◆ **Yazılı talimat 1**: Aziz Nesin'le ilgili anı metnine göre Yeni Adam dergisinin günlük yöneticisi kimdi?
◆ **Yazılı talimat 2**: Aziz Nesin'le ilgili anı metnini, son cümlesinden sonra gelecek biçimde sürdürür müsünüz?

◆ **Kaynak metin**:

Özlediğim hırçın Aziz Nesin

Aziz Nesin'i tanıdığımda takvimler 1945'i gösteriyordu. Liseyi bitirmeme daha bir yıl vardı. Hafta sonlarında yazdığım ufak tefek yazıları ismayil Hakkı Baltacıoğlu'nun Yeni Adam dergisine götürürdüm. Derginin günlük yöneticisi Mahmut Yurter'di. Haftada bir de olsa, Babıali'de 2 odalı bir dergi yönetimevine gidip gelmenin paha biçilmez bir mutluluğu vardı içimde. Hele yazımın yayınlandığı haftalarda...

Yeni Adam'ın Baltacıoğlu'ndan başka 3 sürekli yazarı daha vardı: Resai Eriş, Enver Naci Gökşen, Suphi Nuri ileri...

Resai Eriş, içi zeka bobinli paradoksal eleştiriler yapardı, örneğin Orhan Seyfi'nin Gazi'nin ölümünde yazdığı mersiyedeki: "Büyüyor gitgide gözlerden uzaklaştıkça" dizesinin fizik yasalarına aykırı düştüğünü yazardı.

Bir hafta sonunda Aziz Nesin'e rastlamıştım Yeni Adam'da. Küçücük boylu ve aşırı ciddiydi. Bana Cemal Nadir'in Üsküdar Halkevindeki konferansına gitmeyi önermişti. Birlikte Köprü'ye yürümüş ve Üsküdar vapuruna binmiştik. ilk kez gidiyordum bir konferans dinlemeye...

[Kayıtlı veri kümesi öğeleri]

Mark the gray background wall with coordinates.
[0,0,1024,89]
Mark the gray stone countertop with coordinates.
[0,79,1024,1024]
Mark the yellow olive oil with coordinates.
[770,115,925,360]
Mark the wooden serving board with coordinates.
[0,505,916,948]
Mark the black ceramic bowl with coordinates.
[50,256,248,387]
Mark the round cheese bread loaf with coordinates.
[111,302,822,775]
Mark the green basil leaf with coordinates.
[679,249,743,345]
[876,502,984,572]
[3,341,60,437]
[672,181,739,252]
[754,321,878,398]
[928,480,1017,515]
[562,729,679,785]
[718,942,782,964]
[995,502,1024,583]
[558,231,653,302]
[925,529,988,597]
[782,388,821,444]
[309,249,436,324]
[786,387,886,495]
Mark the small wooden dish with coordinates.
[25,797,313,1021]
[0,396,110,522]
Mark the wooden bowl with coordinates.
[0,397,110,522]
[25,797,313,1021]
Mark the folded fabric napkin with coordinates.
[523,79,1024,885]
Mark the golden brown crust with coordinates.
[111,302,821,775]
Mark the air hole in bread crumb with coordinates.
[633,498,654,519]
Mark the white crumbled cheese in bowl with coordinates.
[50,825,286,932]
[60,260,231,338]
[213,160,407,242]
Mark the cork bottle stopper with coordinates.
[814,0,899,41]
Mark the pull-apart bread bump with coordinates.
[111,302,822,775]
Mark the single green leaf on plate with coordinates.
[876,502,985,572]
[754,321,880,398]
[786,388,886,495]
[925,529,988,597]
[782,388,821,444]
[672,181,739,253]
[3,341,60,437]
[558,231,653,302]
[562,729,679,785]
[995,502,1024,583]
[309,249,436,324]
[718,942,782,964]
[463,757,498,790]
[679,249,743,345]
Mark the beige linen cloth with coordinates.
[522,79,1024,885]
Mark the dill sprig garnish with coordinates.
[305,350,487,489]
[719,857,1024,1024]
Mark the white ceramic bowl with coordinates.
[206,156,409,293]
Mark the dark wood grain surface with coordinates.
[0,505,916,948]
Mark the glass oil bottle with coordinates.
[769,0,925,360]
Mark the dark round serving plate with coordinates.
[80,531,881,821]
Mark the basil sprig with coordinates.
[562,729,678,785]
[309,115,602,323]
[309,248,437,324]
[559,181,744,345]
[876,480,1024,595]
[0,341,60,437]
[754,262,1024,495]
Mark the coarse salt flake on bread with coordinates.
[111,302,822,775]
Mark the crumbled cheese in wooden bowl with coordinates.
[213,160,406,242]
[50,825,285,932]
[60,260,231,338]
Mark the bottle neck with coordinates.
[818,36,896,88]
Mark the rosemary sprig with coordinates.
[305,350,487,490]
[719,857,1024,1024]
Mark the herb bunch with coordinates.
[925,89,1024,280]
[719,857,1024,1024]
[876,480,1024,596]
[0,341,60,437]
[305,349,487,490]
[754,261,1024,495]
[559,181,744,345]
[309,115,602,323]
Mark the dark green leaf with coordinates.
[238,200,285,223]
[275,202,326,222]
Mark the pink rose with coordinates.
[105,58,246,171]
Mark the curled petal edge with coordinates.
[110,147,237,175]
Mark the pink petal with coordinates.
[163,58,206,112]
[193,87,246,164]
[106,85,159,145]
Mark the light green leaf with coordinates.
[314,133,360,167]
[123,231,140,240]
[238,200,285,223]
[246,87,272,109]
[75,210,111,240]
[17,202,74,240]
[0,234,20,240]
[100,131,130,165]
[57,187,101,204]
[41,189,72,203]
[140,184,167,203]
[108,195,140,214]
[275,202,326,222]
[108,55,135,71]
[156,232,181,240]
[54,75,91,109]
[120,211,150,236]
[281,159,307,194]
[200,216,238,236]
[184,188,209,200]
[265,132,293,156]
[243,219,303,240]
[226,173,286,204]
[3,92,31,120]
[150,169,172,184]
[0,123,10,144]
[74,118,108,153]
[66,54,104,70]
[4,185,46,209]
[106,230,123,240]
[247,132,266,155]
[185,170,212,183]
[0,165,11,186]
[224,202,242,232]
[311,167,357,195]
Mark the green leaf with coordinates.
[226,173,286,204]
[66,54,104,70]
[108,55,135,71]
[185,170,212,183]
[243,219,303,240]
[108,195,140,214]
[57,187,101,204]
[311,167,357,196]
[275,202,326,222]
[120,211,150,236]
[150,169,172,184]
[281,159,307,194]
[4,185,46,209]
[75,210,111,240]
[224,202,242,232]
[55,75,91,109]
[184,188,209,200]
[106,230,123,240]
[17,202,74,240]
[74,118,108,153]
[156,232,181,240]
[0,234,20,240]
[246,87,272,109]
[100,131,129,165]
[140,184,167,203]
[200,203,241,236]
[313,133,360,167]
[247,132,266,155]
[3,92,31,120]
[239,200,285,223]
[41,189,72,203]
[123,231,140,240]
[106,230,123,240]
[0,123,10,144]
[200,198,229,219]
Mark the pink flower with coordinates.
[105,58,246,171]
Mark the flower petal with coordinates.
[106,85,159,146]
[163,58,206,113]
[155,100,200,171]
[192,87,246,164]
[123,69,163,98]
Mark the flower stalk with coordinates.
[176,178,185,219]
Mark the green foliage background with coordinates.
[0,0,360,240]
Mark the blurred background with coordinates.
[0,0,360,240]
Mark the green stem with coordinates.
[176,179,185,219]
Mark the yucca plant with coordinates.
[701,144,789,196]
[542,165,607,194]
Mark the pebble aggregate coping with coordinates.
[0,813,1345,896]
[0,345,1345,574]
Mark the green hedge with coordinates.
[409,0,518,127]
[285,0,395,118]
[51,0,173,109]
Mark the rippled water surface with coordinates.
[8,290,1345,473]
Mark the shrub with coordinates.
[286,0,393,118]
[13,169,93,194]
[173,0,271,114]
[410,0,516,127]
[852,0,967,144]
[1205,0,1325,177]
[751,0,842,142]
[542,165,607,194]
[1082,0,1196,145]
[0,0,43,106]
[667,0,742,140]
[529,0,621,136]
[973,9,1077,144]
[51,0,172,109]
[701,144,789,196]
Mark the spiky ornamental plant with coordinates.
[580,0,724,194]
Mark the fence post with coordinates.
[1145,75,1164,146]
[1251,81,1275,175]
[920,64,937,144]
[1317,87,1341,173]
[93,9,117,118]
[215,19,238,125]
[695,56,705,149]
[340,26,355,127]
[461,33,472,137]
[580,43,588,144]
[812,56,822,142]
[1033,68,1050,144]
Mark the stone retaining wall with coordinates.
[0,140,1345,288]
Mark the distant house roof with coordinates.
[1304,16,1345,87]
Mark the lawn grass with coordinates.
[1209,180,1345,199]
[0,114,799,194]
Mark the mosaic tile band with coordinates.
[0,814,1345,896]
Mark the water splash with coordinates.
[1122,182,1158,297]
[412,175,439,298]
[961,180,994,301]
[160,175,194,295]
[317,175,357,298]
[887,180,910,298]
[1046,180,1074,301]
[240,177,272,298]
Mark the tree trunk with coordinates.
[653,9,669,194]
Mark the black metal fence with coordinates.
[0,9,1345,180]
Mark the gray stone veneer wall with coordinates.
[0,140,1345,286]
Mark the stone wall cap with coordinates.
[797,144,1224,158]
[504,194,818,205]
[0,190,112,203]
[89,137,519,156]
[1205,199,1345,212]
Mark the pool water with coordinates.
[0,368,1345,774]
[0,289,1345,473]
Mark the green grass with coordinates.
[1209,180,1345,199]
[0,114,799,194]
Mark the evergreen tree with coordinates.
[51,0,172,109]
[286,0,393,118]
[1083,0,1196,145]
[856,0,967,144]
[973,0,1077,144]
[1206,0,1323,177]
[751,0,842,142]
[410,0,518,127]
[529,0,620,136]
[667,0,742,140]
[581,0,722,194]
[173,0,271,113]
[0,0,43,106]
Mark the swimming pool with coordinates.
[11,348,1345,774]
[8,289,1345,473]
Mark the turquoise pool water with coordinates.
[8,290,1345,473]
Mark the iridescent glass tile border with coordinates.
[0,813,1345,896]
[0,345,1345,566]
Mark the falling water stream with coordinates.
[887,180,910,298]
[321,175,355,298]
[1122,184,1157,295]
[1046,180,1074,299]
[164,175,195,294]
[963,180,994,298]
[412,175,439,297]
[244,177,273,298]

◆ **Sonuç 1**: Mahmut Yurter.

◆ **Sonuç 2**:
* * *

Aziz'le geçinmek kolay değildi. Sanırım benimle de geçinmek kolay değildi. Arz yuvarlağı coğrafyasına benzeyen yüksek doruklar ve derin uçurumlarla dolu yarım yüzyıllık bir dostluk süresince bilmiyorum kaç kez küsüşüp, kaç kez barıştık..

Benim klasik bir eğitimden geçmiş olmam, ailem ve çevre ilişkilerim Aziz'in gözünde solculuk açısından eksi yönlerimdi. Ayrıca nerdeyse tüm başka yazarlar gibi, ben de kötü bir yazardım. Bunları bazen yazardı da..

Ve derken sorgulanmak için arandığı bir sırada pat diye Ankara'ya gelir bizim eve sererdi postu. Kerime'ciğin kırk yılda bir kuaföre gitmesini de, bir burjuva yozlaşması olarak eleştirirdi.

Sert tartışmalar çıkardı aramızda. Ama birbirimizden de kopamazdık. Olmadık bir günde telefonu açar, ya hayatı üstüne çekilecek bir belgeselde anlatıcı olmamı ister, ya sol bir mitinge birlikte katılmamızı önerirdi.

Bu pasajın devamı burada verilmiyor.